Exercise inputs
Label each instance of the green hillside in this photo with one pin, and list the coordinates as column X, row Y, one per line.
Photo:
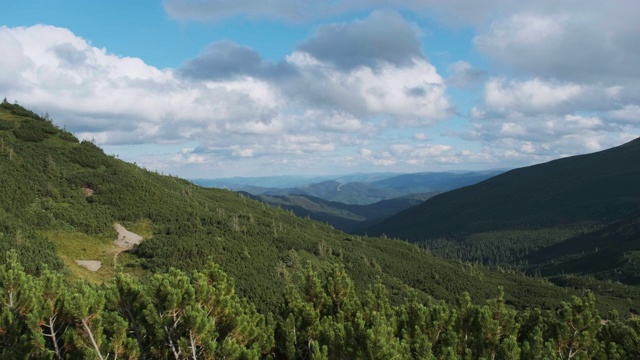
column 593, row 188
column 345, row 217
column 61, row 199
column 219, row 275
column 577, row 216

Your task
Reproduce all of the data above word for word, omitting the pictures.

Written answer
Label each instance of the green hillside in this photo with one pin, and list the coordinates as column X, row Y, one per line.
Photo:
column 593, row 188
column 345, row 217
column 61, row 199
column 219, row 275
column 577, row 216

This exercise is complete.